— BEGIN DATASET CONTENT —
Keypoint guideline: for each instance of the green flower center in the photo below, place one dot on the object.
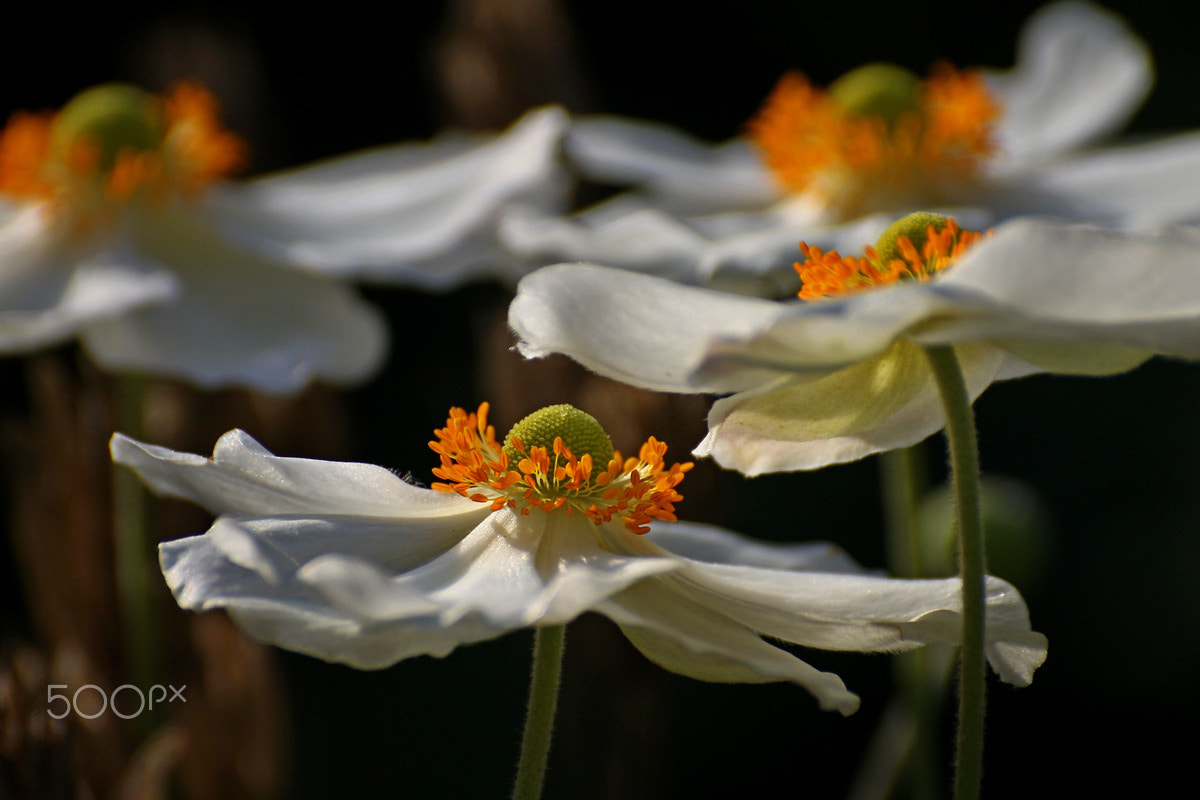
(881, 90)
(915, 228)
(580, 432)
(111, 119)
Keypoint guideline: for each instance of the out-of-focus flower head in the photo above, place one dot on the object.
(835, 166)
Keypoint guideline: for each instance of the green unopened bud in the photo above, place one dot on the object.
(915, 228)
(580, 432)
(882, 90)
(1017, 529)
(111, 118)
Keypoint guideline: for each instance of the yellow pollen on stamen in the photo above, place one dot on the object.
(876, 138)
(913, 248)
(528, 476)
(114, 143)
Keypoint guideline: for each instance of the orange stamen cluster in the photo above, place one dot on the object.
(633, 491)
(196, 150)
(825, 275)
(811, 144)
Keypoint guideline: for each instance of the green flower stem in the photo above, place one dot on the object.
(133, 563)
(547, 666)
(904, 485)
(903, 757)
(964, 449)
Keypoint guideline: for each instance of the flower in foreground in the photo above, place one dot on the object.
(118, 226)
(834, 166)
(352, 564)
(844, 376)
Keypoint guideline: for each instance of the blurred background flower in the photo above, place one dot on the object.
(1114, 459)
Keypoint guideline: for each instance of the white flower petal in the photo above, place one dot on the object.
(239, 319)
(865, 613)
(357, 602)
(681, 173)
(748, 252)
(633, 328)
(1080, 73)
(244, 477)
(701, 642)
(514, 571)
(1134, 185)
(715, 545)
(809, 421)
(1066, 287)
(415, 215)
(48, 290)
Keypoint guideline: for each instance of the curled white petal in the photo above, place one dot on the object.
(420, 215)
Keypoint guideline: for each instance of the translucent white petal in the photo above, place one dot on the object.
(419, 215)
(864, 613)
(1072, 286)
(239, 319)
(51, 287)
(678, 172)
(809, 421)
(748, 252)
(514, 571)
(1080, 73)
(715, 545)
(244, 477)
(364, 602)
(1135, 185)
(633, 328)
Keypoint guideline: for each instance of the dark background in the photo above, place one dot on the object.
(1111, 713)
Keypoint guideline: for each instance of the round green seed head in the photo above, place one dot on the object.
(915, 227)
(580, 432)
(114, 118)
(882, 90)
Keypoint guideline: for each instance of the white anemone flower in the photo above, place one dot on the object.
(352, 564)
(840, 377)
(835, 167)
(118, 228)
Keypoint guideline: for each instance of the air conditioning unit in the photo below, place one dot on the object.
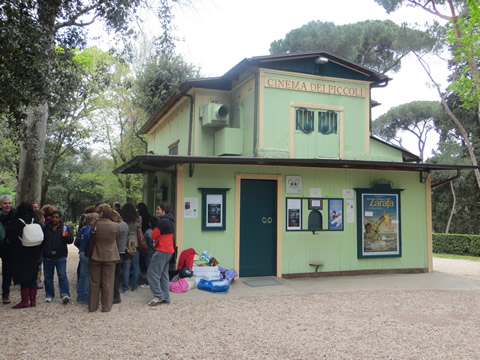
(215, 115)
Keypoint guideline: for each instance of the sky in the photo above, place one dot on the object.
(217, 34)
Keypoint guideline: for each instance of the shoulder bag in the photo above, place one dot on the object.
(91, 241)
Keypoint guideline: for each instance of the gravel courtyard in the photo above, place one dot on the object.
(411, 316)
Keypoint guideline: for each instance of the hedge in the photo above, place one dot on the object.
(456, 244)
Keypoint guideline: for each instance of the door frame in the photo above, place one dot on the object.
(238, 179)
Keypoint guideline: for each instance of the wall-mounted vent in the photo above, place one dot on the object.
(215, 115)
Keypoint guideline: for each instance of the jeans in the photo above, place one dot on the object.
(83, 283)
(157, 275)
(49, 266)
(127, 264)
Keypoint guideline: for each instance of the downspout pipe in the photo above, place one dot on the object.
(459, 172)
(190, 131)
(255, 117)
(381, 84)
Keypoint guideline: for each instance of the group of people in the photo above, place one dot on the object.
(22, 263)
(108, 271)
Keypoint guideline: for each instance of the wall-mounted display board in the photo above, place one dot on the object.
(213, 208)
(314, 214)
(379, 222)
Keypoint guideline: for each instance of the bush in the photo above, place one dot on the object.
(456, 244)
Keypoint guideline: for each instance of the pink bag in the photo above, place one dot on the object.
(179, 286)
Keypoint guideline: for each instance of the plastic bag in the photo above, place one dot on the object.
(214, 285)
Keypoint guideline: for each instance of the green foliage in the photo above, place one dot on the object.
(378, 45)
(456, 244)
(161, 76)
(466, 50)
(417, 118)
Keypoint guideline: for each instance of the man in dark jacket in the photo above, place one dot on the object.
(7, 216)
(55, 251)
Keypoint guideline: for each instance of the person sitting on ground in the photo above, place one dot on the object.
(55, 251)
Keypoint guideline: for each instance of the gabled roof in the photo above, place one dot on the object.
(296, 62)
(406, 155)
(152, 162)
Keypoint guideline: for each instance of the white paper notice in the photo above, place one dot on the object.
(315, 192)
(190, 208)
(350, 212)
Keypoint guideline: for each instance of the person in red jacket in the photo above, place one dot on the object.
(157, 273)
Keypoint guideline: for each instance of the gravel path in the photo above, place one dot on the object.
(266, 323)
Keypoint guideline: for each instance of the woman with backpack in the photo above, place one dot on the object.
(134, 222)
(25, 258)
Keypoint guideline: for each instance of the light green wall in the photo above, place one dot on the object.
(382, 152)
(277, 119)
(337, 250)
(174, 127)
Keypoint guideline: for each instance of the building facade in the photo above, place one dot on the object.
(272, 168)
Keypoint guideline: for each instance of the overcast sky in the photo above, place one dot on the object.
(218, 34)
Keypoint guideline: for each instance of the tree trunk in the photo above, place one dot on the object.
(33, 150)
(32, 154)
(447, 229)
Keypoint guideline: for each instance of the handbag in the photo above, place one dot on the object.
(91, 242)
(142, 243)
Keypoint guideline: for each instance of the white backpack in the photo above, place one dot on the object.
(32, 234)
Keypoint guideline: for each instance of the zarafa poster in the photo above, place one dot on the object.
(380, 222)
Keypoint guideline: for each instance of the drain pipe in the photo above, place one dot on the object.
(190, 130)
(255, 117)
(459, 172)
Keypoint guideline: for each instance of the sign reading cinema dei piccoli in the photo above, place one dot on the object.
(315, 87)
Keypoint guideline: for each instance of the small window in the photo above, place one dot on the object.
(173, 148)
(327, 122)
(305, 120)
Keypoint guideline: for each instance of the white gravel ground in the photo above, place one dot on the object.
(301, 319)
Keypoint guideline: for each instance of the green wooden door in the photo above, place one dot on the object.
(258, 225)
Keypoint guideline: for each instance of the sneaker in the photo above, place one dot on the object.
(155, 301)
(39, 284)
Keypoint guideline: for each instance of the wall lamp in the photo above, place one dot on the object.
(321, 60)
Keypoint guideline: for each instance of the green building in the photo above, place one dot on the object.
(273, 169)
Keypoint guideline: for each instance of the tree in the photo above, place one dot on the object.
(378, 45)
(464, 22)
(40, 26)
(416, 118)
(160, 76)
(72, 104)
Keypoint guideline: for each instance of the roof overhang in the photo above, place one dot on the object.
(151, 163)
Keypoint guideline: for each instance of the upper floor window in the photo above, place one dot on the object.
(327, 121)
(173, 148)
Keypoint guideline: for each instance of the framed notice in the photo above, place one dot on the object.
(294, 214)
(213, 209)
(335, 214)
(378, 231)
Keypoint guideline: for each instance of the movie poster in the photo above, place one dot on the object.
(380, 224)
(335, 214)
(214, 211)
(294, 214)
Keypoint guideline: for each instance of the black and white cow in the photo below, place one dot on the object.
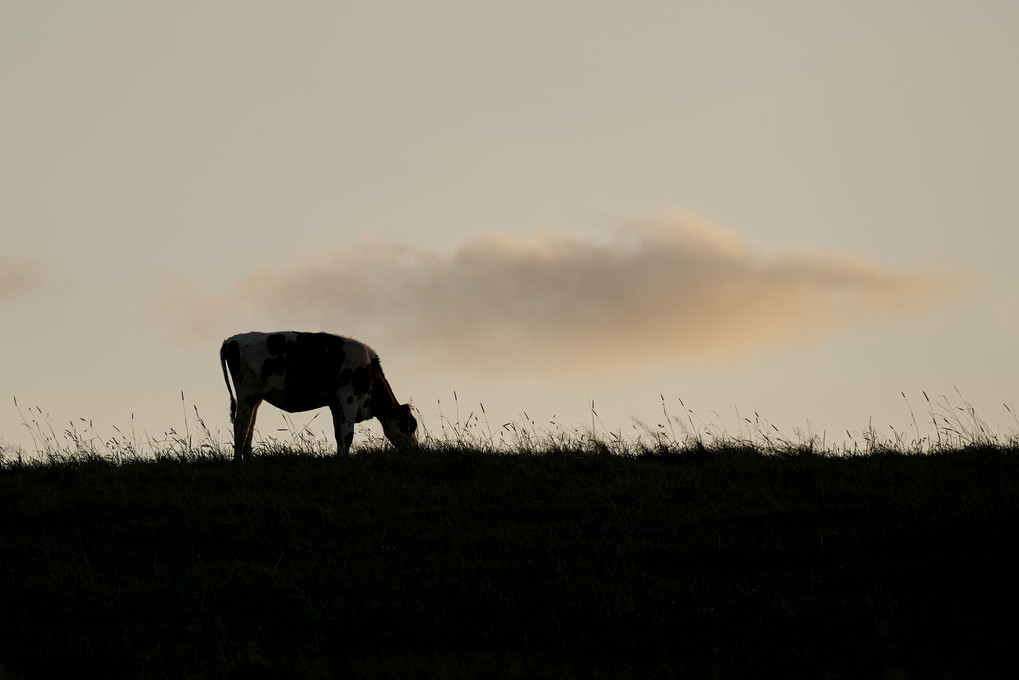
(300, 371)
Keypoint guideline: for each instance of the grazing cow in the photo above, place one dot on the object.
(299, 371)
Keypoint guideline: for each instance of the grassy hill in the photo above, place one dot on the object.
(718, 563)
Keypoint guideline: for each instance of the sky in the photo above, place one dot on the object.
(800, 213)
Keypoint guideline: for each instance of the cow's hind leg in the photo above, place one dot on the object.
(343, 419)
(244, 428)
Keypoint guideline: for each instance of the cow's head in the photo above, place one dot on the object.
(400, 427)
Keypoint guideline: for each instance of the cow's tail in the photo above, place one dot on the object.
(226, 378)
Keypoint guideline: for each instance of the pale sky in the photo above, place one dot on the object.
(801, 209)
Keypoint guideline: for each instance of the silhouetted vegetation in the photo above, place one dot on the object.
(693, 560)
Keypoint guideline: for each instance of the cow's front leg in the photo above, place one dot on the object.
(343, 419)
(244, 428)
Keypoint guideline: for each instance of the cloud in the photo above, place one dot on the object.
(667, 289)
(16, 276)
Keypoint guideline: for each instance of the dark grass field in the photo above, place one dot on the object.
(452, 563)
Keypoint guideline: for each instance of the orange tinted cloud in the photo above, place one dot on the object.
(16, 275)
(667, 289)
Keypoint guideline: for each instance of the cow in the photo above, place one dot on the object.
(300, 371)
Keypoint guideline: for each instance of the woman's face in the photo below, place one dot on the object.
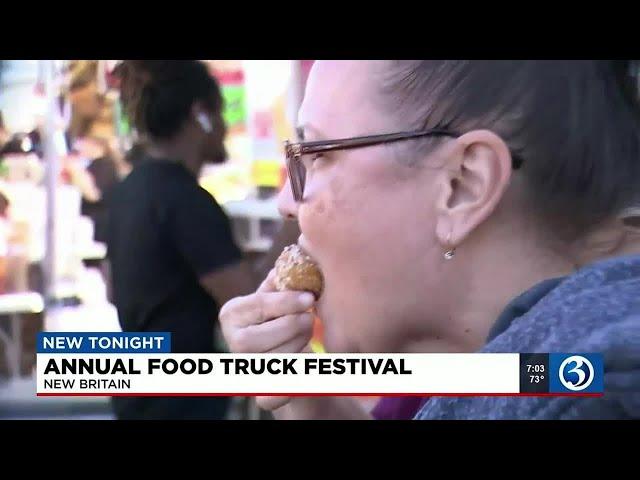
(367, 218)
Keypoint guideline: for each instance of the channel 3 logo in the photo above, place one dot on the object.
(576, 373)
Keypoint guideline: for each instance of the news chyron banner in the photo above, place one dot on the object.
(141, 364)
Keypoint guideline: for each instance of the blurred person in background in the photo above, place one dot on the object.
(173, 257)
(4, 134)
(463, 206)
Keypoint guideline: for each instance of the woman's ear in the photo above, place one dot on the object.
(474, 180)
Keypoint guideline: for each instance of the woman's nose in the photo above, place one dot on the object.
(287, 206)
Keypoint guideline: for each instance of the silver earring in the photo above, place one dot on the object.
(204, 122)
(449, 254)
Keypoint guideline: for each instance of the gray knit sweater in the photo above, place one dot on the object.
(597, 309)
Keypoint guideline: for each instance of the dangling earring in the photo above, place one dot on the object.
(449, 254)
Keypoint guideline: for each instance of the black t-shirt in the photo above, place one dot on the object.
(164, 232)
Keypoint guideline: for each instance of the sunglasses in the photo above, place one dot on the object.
— END DATASET CONTENT —
Put the lines of the entries above into a JSON list of strings, one string per line and blank lines omitted, starting at the line that contains "Keypoint guideline: for each instance of the dangling" and ending at the end of the entries.

ANSWER TO THIS PROBLEM:
[
  "Keypoint guideline: for each instance of the dangling earring in the photo above, place one dot on the object.",
  "(449, 254)",
  "Keypoint guideline: for each instance of the black t-shirt in the photo above, place one dot on the object.",
  "(164, 232)",
  "Keypoint guideline: for each instance of the sunglasses in the photo above, place one dot on the object."
]